### Task objective
Each line below from the line with "[[161, 241], [177, 203]]" to the line with "[[712, 533], [230, 121]]" must be copied exactly, including those two, and no picture may appear in the copy.

### Photo-based referring expression data
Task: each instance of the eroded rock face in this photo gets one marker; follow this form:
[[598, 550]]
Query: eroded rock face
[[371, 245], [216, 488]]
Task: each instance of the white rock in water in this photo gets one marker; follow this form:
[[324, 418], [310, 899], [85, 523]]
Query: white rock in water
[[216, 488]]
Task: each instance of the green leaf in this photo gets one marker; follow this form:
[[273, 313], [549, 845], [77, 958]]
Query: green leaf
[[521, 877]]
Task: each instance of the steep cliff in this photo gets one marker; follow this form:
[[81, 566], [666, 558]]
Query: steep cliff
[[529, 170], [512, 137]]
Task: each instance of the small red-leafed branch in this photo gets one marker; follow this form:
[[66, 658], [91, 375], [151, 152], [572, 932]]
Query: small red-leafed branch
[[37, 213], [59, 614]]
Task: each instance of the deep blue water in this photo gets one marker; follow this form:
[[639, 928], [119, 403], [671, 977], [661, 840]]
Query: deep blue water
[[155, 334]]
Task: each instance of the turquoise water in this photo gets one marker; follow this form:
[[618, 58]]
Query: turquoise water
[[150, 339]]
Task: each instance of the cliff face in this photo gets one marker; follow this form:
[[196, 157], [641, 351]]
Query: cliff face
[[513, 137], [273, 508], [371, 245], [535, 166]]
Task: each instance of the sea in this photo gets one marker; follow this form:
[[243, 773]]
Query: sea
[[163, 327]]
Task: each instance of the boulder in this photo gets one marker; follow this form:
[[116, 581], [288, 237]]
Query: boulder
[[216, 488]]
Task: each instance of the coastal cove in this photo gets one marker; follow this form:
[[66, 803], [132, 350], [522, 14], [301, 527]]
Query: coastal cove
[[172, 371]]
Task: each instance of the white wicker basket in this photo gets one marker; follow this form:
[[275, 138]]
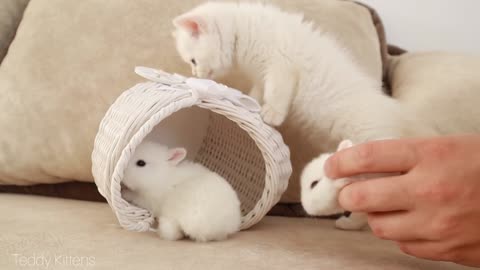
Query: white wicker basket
[[236, 144]]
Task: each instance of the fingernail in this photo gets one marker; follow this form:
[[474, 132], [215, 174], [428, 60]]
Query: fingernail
[[329, 167]]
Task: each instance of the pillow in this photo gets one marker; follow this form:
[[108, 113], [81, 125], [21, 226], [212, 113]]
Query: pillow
[[11, 12], [442, 88], [72, 59]]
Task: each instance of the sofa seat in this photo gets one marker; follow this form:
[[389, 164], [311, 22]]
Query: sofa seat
[[69, 234]]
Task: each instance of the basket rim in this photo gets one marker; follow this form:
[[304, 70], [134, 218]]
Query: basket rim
[[225, 108]]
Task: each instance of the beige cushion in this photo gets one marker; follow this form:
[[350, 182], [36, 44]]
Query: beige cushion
[[71, 59], [67, 228], [11, 12], [442, 88]]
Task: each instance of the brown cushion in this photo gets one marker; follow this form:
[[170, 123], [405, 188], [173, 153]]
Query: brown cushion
[[11, 12], [71, 59]]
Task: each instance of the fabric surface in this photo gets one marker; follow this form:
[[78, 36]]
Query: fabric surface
[[69, 63], [443, 89], [67, 229], [11, 12]]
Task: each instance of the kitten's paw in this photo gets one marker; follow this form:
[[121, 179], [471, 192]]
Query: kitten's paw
[[350, 224], [169, 230], [272, 116]]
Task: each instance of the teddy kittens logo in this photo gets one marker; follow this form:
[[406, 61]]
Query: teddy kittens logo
[[46, 261]]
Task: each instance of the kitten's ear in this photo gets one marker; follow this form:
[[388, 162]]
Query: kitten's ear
[[344, 145], [193, 24], [176, 155]]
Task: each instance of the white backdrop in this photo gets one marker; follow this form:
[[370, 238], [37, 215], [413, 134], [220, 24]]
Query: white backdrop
[[418, 25]]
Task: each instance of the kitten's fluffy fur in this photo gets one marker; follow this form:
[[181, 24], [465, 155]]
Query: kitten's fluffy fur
[[297, 71], [185, 197], [319, 194]]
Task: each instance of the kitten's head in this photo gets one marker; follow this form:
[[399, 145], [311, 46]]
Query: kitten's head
[[151, 164], [202, 44], [319, 194]]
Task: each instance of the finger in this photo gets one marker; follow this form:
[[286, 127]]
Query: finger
[[397, 226], [372, 157], [378, 195]]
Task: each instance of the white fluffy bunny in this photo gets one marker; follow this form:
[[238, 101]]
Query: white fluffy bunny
[[186, 198], [319, 194]]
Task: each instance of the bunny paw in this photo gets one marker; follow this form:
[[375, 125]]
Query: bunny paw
[[169, 230], [352, 223]]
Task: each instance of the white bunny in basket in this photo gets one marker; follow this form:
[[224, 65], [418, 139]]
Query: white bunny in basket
[[186, 198], [319, 194]]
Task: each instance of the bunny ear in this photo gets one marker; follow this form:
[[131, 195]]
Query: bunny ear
[[344, 145], [193, 24], [176, 155]]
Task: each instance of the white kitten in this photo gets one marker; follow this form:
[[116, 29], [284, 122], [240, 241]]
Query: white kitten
[[319, 194], [296, 70], [185, 197]]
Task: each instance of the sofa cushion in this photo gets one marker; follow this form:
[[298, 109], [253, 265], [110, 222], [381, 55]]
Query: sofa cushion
[[441, 88], [11, 12], [86, 233], [71, 60]]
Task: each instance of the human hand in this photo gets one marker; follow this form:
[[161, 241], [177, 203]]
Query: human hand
[[432, 210]]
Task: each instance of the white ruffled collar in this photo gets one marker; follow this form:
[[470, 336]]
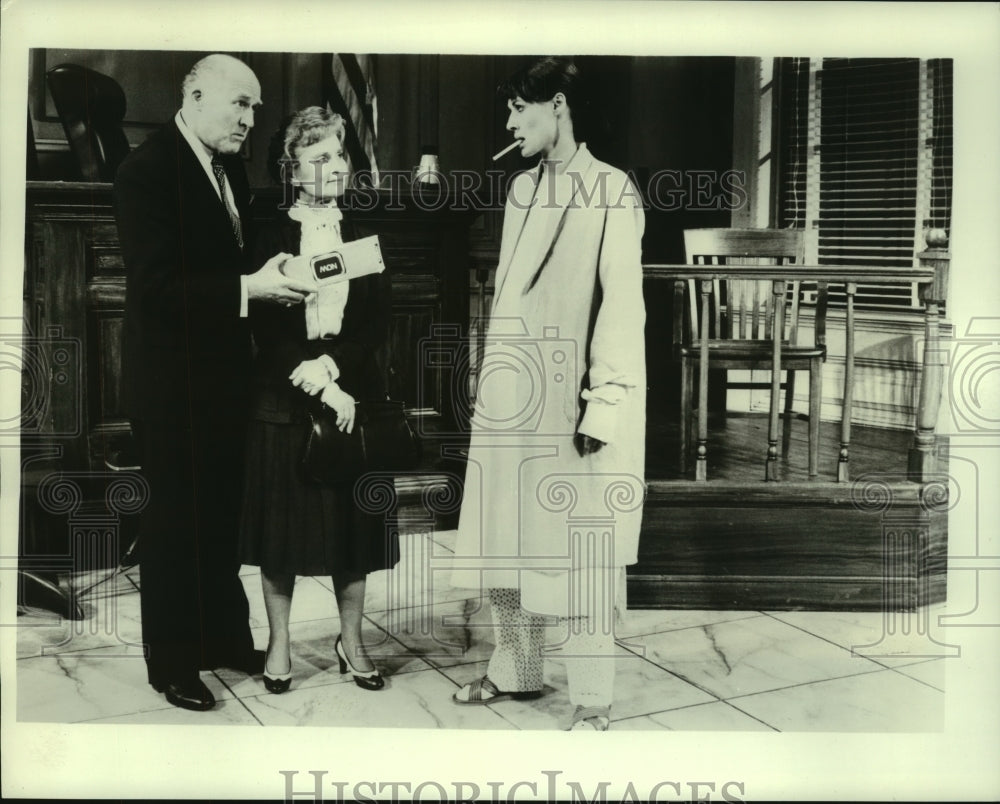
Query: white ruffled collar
[[322, 214]]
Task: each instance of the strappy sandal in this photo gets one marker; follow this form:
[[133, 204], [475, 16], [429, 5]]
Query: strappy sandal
[[483, 686], [586, 718]]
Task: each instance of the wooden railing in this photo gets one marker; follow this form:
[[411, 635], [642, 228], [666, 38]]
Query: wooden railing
[[921, 462]]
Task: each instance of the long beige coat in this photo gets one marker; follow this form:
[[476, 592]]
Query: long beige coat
[[564, 352]]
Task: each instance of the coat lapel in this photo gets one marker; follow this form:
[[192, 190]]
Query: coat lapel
[[558, 198], [207, 193]]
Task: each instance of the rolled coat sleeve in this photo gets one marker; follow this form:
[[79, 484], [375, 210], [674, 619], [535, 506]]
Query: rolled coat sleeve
[[617, 366]]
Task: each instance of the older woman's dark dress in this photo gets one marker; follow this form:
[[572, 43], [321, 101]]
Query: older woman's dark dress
[[290, 524]]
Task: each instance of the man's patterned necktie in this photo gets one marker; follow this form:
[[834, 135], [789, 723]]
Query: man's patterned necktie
[[234, 218]]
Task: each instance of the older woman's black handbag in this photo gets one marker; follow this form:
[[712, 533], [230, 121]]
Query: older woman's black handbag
[[382, 441]]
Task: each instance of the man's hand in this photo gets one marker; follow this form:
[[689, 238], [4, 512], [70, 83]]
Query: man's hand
[[343, 403], [586, 445], [270, 285], [312, 376]]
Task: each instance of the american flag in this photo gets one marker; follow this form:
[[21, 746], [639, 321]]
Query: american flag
[[349, 88]]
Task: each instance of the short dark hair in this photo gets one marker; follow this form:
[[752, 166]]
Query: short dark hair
[[300, 130], [540, 80]]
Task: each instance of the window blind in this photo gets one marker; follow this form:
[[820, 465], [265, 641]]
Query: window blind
[[864, 151]]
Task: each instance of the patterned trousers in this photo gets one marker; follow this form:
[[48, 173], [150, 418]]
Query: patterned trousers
[[517, 661]]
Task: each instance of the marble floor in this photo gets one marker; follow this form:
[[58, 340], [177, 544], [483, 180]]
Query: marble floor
[[768, 671]]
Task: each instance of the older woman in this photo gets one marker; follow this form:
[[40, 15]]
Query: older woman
[[290, 525], [554, 489]]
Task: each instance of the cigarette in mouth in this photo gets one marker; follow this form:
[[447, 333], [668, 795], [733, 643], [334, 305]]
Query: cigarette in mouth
[[506, 150]]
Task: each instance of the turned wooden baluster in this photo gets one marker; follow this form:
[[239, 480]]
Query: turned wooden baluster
[[922, 453], [843, 466], [678, 338], [777, 330], [701, 467]]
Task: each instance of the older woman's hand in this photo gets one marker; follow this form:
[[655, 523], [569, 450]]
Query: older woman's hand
[[312, 376], [342, 403]]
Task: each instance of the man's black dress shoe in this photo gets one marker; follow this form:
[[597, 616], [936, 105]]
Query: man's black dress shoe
[[251, 663], [188, 694]]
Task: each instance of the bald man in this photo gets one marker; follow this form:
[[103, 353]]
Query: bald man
[[181, 202]]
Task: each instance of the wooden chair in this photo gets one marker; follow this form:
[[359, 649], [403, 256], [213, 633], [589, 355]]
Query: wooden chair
[[91, 107], [741, 317]]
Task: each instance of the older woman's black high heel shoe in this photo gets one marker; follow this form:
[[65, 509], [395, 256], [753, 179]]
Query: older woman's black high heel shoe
[[371, 680], [277, 684]]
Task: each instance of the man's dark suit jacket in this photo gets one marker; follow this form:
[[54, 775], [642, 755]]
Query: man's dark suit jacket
[[186, 368], [186, 347]]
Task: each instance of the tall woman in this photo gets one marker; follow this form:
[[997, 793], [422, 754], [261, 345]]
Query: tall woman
[[554, 489], [290, 525]]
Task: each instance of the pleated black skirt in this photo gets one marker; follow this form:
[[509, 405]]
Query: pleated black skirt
[[292, 525]]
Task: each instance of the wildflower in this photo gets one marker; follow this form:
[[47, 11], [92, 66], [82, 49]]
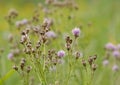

### Answer for this exercise
[[161, 241], [177, 203]]
Query: human hand
[[432, 210]]
Task: each instance of the white ruffled collar in this photo gets one marker; follow this form:
[[470, 336]]
Query: white ruffled collar
[[322, 214]]
Task: each instance of the strappy sandal in this photo gets one marker; follow this form:
[[133, 204], [475, 16], [429, 5]]
Query: strappy sandal
[[483, 686], [586, 718]]
Task: each instance of the wooden railing in this photo gets one marker; follow this form:
[[411, 635], [642, 228], [666, 38]]
Query: wooden railing
[[921, 462]]
Task: each instance of the long beige coat in this photo gets one marker; follow this form:
[[476, 592]]
Query: long beige coat
[[564, 352]]
Task: each instance of the coat lapel in this photo gets one marker; follow this form:
[[192, 190]]
Query: coat lapel
[[558, 198], [207, 193]]
Task: each instance of the rolled coat sleeve in this photo gets one marker; follow this form:
[[79, 484], [375, 210], [674, 619], [535, 506]]
Query: rolled coat sleeve
[[617, 366]]
Task: each instance of the older woman's dark dress in this photo gets one marker; follow this form:
[[572, 43], [321, 101]]
Query: older woman's dark dress
[[290, 524]]
Task: each instance of the man's patterned necktie in this photo gets one marker; follow this form:
[[834, 135], [789, 723]]
Query: man's patterned necktie
[[234, 218]]
Task: each instance of the older woman's black handbag in this photo gets one marker; follow this form:
[[712, 533], [230, 121]]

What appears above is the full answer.